* **Information shown**:

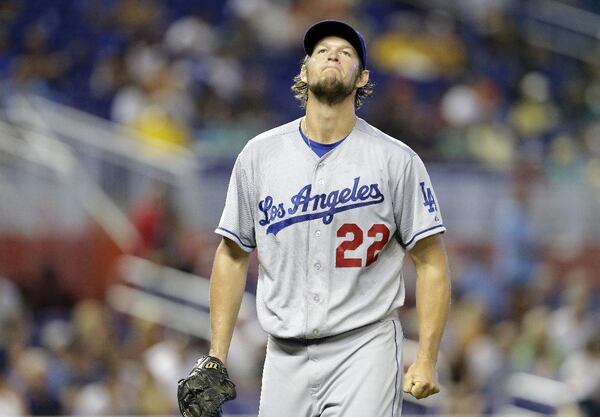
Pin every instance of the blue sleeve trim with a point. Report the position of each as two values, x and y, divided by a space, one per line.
229 232
421 232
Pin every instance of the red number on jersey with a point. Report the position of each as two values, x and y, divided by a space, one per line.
376 246
377 230
340 257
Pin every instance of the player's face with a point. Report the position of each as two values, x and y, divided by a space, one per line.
333 71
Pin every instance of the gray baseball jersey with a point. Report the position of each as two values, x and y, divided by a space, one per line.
331 232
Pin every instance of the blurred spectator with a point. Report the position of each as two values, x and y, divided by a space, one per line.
10 402
572 326
582 372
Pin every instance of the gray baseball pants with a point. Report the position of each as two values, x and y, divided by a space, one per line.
355 374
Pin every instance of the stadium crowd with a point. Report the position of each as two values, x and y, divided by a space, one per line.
209 77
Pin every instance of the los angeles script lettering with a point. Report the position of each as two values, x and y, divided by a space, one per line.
308 206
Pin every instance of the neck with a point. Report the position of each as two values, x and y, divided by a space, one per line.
328 123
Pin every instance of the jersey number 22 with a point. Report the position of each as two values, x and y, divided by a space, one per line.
379 231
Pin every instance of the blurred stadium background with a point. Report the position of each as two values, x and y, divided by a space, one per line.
119 124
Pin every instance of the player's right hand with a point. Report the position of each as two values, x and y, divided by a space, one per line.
420 380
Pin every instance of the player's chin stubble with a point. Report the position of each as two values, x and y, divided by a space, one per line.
331 90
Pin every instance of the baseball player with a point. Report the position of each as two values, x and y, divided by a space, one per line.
332 206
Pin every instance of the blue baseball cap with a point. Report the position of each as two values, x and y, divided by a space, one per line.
343 30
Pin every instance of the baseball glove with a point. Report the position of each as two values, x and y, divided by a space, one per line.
207 387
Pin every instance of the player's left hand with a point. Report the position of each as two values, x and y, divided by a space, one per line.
420 380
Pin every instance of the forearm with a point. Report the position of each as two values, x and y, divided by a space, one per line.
433 299
227 283
432 295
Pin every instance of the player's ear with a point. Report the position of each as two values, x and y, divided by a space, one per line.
303 76
362 79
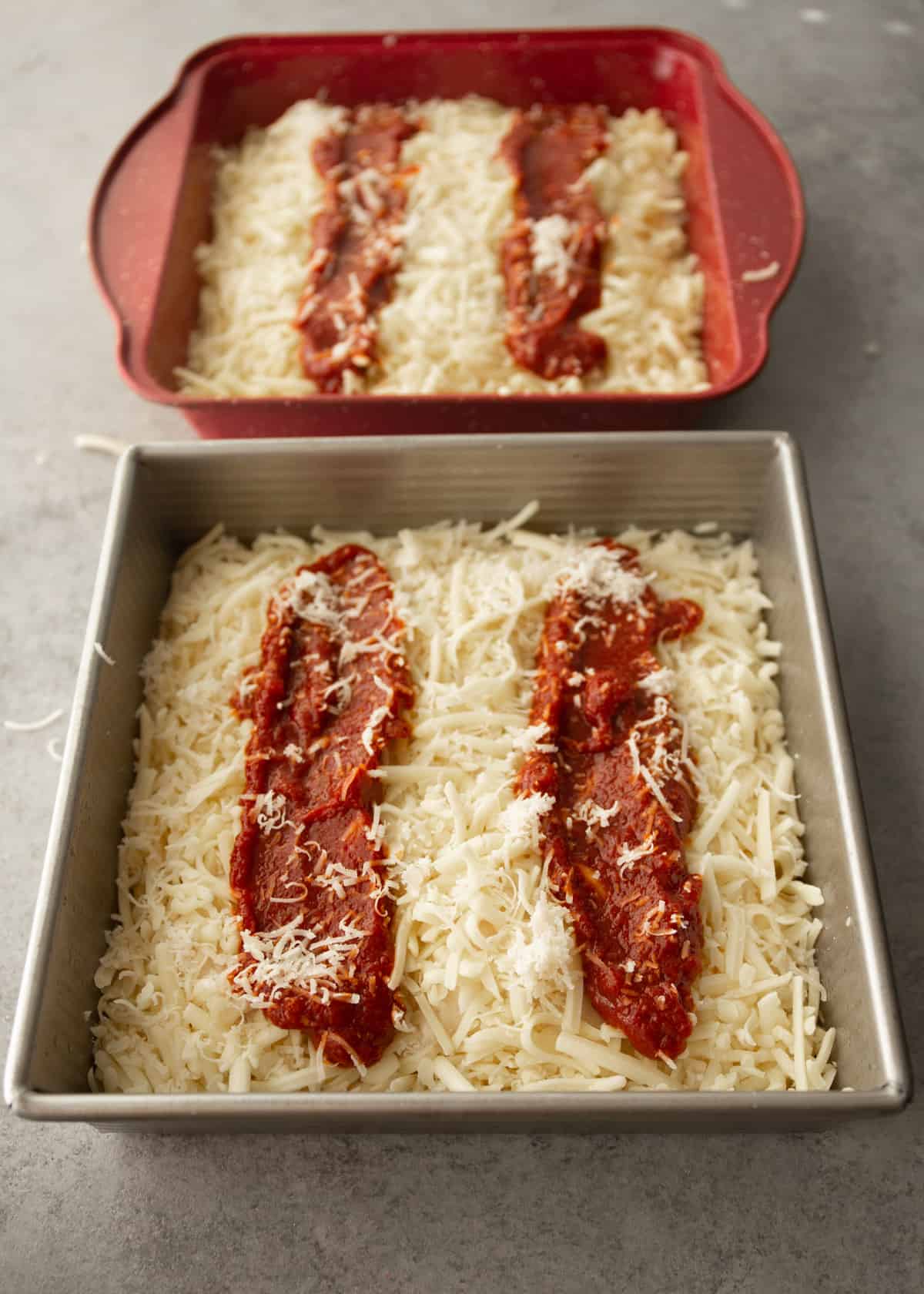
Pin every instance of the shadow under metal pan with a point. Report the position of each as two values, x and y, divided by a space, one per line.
153 207
167 496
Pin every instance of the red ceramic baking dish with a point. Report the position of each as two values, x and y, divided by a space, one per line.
152 207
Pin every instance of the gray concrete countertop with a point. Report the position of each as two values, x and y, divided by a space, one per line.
829 1212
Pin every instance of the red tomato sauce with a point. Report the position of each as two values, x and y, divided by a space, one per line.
614 844
547 150
357 243
328 696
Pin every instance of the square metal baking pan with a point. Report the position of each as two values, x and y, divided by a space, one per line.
166 496
153 207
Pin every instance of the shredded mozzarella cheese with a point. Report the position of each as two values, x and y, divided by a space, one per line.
484 960
444 327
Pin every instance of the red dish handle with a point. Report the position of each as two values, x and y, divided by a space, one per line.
760 206
131 222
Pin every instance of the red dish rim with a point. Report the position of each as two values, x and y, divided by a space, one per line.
773 290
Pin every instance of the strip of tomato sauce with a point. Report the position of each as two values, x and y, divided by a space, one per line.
614 845
547 150
357 243
329 694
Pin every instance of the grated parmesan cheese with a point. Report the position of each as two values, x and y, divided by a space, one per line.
484 962
444 327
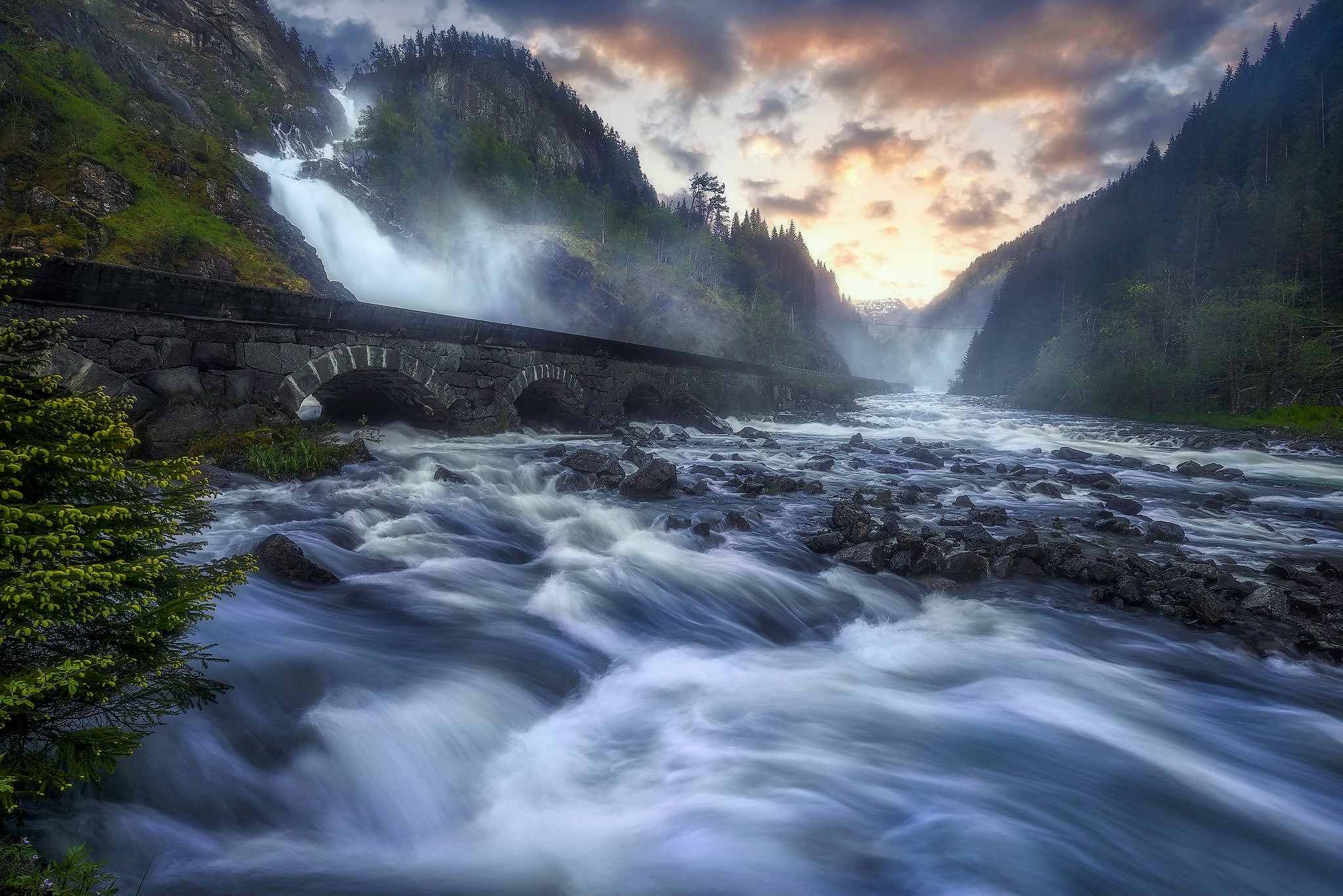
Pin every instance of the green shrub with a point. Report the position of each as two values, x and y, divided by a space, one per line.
24 874
298 452
97 595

* **Goal**:
Copy out the whole listing above, replacing "divided by a space" with "separated by a single space" each time it appears and keeping everything else the same. Leave out the pictures.

* **Right answer**:
Pin every instance of the blue sleeve trim with a point. Report the position of each as two values, x and y, separated by a single space, one per line.
229 232
421 232
Pin every instance of the red number on jersey with a point. Report the position of each as two values, x and y, separated by a single space, one per line.
376 246
377 230
340 257
Pin every instance of the player's face with a point. Report the position of each as two values, x and y, separated by a single space, one per line.
333 71
Pin every instance of the gray baseball jersey with a point. Report the position of each as two values, x and y, separated by a single space, one per line.
331 232
Pin every instance of the blurred spectator with a point. Report the position of each as two values, x and y, separated by a single space, one per line.
10 402
572 326
582 372
Pin every instance of the gray baseball pants with a point. Report the position of each as two values, x and y, separated by a single space, one per line.
355 374
Pin every instance of the stadium crowd with a point. Report the position of each as two values, x and y, separated by a single space, one per line.
209 77
Pin every instance of the los angeles script lettering with a point. Report the position of each as two values, x and y, separated by a single space, one per line.
308 206
Pin every instance of the neck with a point. Report the position of each as two values, x and y, separated by a single space, one per line.
328 123
Pin every instance of the jersey number 22 with a point. Report the position of each as two values, x and y, separated by a single space, one per line.
379 231
Pin every instance of the blurred stadium background with a point. Report the position of each as two values, x and y, separated by a single space, one per line.
119 124
Pin every instance of the player's right hand with a point. Report the position of each as two values, x and y, separated by a single space, one per line.
420 380
Pin every instance of the player's chin stubble with a point. Report the position of each as two values, x and y, separated by a single space, one per line.
331 90
Pin every instance of the baseball player with a point. Report the position of each as two values, x and y, separated by a single space, one per line.
332 206
Pin every instance of the blue baseball cap with a point. Report the position of each as two values, x and y, separated by a single space, one per line.
343 30
Pin every instance of the baseball glove with a point. Report the position of each as two values, x and y, separated by a single space, one per line.
207 387
Pin every instance of the player's left hand with a point. Report the position of each as two values, x and y, separated by a single space, one per line.
420 380
Pin every instance of the forearm with a point. Report the position of each as two values, x and y, separated by a single space, one per line.
433 299
227 283
432 295
Pin every instance of the player's ear with a point. Report the position of each as two values, x and y, separated by a single space, one per line.
303 76
362 79
Pin every instance of the shadow under metal pan with a point. Report the position of each as two values, x and y, separated by a single space, one per line.
153 207
167 496
Pin every instance of the red ceramic baking dish with a point. Report the position of each as two values, x and y, separated by a single space, one per line.
152 207
Pin every instance of the gray concrete countertop with a point. Report the position of each as two values, x and y, separated by a single space, one per line.
829 1212
Pin every instance of the red tomato sauce with a point. Report the position of each as two values, x and y, separated by a single space, one per line.
614 844
547 150
357 243
328 696
Pin every instance of the square metal baking pan with a point. Report the position of each as two values, x and y, separated by a single space, one per line.
166 496
153 207
Pin every instance of the shredded mozzarella cheese with a point. Report the position of each as two values, x and y, separated by a single space, one per line.
484 960
444 327
Pin every instance of the red dish handle with a point. Report the position of each as two values, x and y, separated by a single space, one per line.
760 206
131 222
Pin every instance of the red dish rim with a point. Report the position of each as two values, x and y, separated by a single space, one per line.
773 290
Pin every instance of the strip of tomato sauce with a point. Report the position of each as two values, x and y, separated by a single space, one per line.
614 845
547 150
357 243
329 694
Pin every instance of the grated parmesan cheese with a point. Report the position of each as two values, x and y, separated by a single space, one per line.
484 962
444 327
Pin every instance of the green shrub with a point. Report the position of each as two values, x and y, separated by a single space, one per line.
24 874
298 452
97 595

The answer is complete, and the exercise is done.